= EXTRACT TO READ =

I know of what I speak when I say Don't assume that anyone with a Ph.D. is automatically smarter than you are. Instead, just assume they have undergone a long haul of hard, tedious work that has developed an ability to do research and articulate it sensibly to a committee in oral and written form. I know practically nothing about the medical academy, but I suppose the same applies to M.D.s; their greatest worth probably lies not as much in what they "know" or have retained as much as that they understand how to find important answers. And my own dissertation title will encourage anyone who needs important answers about "The Scientific Viability of W.A. Dembski's Design Inference: Response to B. Forrest and R. Pennock of the Kitzmiller Trial." Perhaps, at best, you're thinking that this knowledge will help you if you're a contestant on Jeopardy. Then again, I don't think the title will fit on any of those blue category squares.
If you'll pardon the crass analogy, the most accurate way I can describe doctoral research is that it's like looking up the anus of a gnat. It must involve becoming an "expert" in a very specific area that no one else has thought of closely examining, or maybe no one else would care to, yet a committee agrees that it's about time someone did. So therefore, I do (or did!)
I'll hold off on explaining the relevance of my topic for now. (I heard that sigh of relief! Knock it off! Like I said . . . for now.) Generally, this topic falls into the area, among others, that's called Christian apologetics. And I believe that is a very important subject for everyone to learn about and contemplate. So, at present, I think that's what this blog will be for . . . or, huh . . . for what this blog will be. (Sorry, a smarty pants with a Ph.D. can't go around dangling his prepositions.)

= GIVEN RECORDS =
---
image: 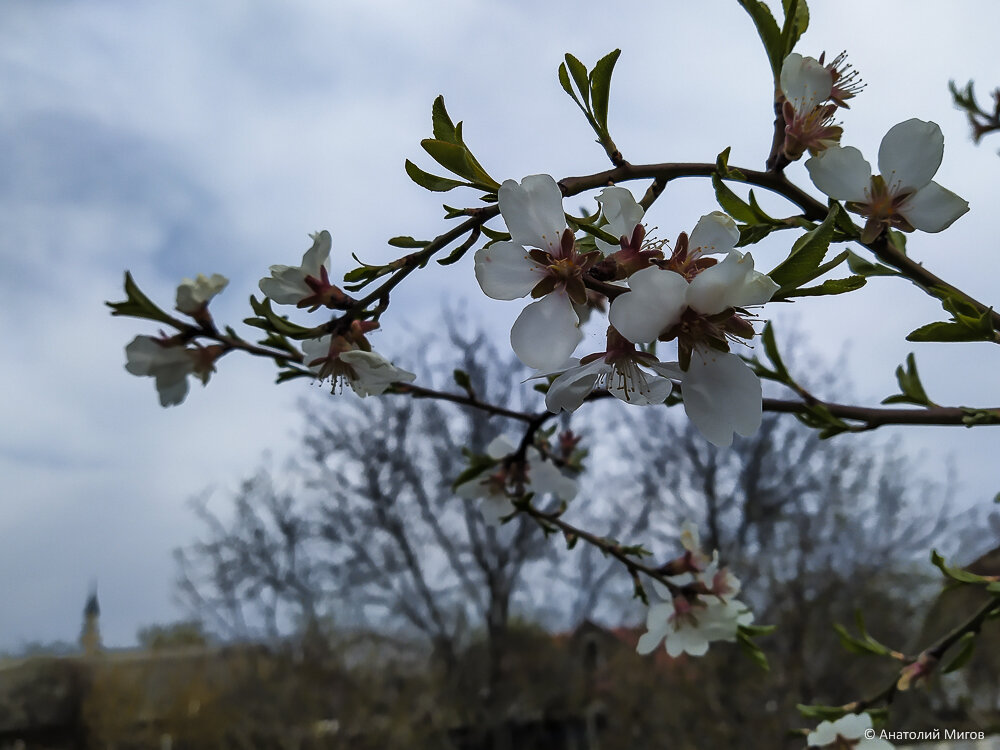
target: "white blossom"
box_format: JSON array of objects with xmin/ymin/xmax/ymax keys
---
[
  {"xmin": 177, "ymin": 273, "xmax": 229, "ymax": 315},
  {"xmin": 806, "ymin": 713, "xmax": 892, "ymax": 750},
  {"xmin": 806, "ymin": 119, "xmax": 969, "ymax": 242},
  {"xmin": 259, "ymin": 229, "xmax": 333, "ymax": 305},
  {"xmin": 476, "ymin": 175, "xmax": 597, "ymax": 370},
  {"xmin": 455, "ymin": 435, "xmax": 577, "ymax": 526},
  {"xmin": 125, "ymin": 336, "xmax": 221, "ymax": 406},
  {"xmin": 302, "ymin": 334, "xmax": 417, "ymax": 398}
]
* * *
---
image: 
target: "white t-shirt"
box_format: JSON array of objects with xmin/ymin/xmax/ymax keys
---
--
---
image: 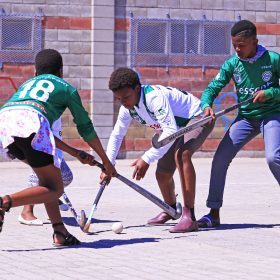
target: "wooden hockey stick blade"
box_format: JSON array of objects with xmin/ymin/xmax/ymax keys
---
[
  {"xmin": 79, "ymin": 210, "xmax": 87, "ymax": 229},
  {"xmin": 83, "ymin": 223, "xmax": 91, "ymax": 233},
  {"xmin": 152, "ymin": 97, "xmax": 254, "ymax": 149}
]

= WORK INSTRUCTIONS =
According to the blog post about doctoral research, what subject area does the writer's dissertation topic generally fall into?

= RESPONSE TO THIS EXERCISE =
Christian apologetics.